- Problem to solve -
Put the lines below into a JSON list of strings, one string per line and no blank lines. Start with the line containing "Greenhouse-scouting task: tag the window" and go on through the line containing "point(613, 1100)", including both.

##### Record extracts

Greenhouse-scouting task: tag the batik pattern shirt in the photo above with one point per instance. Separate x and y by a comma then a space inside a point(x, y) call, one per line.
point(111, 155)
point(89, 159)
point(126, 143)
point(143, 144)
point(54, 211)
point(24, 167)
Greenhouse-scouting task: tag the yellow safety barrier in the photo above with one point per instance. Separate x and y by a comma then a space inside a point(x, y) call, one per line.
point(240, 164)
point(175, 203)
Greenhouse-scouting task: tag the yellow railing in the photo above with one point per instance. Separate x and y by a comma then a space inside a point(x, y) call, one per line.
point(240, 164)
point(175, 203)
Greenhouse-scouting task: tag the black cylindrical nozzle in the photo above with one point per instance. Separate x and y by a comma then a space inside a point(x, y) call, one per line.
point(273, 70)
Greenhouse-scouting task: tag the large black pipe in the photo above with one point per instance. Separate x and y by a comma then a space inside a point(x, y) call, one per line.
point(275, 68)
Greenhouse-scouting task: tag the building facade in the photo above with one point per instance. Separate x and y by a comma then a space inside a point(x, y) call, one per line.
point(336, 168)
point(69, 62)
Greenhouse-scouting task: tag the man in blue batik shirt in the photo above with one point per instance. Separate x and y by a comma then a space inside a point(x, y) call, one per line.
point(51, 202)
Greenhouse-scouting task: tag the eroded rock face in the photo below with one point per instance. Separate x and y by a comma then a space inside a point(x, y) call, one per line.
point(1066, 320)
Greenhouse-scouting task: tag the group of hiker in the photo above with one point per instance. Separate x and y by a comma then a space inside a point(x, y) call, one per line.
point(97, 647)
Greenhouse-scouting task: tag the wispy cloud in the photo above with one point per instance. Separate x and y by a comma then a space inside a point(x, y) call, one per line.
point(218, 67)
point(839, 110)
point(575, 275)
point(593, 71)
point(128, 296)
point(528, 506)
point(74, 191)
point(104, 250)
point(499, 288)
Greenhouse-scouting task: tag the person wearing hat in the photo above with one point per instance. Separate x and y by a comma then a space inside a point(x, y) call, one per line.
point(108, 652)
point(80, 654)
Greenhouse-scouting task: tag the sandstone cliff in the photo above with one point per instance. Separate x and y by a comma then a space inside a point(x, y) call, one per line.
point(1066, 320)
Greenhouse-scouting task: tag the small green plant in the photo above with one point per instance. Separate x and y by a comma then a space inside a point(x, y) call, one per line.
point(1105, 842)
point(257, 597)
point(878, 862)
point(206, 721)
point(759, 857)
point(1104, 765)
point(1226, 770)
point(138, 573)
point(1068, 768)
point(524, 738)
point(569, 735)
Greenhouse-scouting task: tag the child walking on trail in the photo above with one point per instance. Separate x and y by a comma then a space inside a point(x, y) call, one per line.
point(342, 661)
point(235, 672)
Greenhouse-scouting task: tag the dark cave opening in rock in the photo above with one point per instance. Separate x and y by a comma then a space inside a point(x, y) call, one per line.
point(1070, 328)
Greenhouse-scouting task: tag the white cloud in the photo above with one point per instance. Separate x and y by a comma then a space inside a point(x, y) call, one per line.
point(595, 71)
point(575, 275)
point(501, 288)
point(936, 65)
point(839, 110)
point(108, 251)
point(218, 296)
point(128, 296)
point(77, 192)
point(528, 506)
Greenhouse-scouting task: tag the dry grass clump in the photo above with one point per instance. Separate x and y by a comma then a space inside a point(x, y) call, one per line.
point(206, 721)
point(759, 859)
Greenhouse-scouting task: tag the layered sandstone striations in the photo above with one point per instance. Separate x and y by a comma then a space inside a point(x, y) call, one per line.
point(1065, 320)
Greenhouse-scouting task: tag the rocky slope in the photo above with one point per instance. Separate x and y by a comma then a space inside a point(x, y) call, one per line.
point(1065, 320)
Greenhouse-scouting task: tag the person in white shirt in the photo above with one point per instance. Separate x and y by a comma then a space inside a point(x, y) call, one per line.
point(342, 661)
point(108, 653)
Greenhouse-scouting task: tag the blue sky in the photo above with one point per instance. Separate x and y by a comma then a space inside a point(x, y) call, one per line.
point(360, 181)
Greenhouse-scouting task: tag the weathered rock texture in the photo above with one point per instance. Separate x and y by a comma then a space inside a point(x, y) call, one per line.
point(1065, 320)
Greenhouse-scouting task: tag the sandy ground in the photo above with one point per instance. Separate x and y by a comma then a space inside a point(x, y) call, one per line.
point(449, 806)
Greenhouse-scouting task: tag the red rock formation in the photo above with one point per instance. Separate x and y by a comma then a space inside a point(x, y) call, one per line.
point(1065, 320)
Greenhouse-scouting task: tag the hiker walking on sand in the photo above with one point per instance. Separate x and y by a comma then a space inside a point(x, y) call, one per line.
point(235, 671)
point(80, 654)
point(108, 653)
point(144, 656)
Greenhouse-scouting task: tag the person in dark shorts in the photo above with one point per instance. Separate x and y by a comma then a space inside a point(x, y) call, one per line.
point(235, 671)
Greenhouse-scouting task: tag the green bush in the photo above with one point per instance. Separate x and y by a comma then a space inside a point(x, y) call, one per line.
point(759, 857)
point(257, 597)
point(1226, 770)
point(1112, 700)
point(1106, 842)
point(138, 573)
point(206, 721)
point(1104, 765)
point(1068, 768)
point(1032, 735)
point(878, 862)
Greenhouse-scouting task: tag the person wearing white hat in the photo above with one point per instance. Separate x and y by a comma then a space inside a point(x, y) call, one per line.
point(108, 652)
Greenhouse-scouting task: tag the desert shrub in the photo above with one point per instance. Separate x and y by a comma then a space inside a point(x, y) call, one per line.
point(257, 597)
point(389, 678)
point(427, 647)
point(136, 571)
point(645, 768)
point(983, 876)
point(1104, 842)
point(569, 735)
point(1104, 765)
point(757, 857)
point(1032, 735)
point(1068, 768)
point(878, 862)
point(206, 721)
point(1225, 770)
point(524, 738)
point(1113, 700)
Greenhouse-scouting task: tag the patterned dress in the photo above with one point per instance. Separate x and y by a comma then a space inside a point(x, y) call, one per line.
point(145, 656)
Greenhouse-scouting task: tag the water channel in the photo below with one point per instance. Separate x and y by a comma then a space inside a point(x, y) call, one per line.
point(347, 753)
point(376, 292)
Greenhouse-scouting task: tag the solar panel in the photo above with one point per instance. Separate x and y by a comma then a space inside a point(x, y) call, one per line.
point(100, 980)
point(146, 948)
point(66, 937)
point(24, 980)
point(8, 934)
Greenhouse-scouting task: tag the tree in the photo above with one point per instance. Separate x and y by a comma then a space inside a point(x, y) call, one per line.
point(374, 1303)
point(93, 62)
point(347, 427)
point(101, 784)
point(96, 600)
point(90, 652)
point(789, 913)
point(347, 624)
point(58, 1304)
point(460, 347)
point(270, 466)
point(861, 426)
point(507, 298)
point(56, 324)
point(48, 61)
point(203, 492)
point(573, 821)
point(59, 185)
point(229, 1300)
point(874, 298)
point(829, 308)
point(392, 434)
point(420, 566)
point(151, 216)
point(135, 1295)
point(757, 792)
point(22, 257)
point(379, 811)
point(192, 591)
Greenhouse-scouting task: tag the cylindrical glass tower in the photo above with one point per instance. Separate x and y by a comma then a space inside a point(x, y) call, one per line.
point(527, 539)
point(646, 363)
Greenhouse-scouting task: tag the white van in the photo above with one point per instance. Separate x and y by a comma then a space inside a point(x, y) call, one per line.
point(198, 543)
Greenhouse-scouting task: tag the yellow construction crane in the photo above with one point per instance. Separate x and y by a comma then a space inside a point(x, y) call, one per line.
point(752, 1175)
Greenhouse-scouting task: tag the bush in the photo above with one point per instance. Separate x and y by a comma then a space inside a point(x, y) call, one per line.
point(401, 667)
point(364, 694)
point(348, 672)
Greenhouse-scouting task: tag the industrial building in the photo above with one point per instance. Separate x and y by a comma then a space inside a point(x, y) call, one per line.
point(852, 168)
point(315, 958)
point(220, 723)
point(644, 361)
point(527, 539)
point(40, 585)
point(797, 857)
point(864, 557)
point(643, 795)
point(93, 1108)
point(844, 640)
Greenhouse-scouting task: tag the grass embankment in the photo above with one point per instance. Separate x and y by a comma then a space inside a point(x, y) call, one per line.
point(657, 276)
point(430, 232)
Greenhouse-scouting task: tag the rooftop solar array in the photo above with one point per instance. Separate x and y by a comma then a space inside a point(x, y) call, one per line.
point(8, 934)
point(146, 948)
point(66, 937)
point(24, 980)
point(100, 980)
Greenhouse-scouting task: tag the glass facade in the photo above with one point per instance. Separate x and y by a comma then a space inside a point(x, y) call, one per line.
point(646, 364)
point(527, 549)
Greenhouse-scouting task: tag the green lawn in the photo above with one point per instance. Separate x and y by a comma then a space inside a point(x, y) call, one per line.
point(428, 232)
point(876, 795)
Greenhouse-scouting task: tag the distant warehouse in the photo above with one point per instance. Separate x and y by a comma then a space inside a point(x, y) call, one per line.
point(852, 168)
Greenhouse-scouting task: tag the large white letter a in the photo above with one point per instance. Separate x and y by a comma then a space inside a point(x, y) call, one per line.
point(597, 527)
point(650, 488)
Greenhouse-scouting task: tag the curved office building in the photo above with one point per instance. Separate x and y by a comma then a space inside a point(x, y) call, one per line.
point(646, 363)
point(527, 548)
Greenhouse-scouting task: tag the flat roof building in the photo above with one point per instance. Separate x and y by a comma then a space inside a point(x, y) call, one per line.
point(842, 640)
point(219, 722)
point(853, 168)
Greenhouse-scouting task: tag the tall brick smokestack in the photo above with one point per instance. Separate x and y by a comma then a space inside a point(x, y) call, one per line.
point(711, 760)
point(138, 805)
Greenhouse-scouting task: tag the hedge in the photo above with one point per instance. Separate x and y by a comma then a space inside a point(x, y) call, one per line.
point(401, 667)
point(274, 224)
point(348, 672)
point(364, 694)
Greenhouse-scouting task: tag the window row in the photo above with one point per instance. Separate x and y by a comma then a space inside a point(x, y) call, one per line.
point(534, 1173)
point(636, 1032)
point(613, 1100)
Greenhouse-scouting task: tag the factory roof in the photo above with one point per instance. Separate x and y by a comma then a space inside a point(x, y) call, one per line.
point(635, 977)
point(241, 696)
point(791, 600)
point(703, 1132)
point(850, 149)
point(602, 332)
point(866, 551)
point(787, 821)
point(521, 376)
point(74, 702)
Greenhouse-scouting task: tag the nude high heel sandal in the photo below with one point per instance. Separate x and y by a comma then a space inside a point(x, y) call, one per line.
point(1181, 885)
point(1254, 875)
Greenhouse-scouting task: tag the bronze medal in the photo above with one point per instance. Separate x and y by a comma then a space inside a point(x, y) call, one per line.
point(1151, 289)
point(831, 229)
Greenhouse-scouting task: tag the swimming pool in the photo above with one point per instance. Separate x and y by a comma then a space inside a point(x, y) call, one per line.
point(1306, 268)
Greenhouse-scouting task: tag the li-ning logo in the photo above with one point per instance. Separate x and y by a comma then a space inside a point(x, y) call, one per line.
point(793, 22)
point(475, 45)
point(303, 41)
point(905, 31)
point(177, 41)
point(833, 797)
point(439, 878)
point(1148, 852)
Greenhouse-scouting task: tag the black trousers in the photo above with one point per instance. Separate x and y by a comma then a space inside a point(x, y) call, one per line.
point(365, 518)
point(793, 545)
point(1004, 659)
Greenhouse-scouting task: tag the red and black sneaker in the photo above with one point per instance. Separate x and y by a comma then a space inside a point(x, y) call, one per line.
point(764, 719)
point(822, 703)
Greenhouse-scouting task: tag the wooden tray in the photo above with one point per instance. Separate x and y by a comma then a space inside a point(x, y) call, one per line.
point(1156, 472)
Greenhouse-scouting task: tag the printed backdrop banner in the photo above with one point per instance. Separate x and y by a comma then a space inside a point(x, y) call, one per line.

##########

- Task answer -
[
  "Greenhouse-scouting task: tag the window row in the photo above with one point per instance. Separate x and y by a comma then a space inside a point(x, y) call, one per line.",
  "point(534, 1173)",
  "point(636, 1032)",
  "point(613, 1100)"
]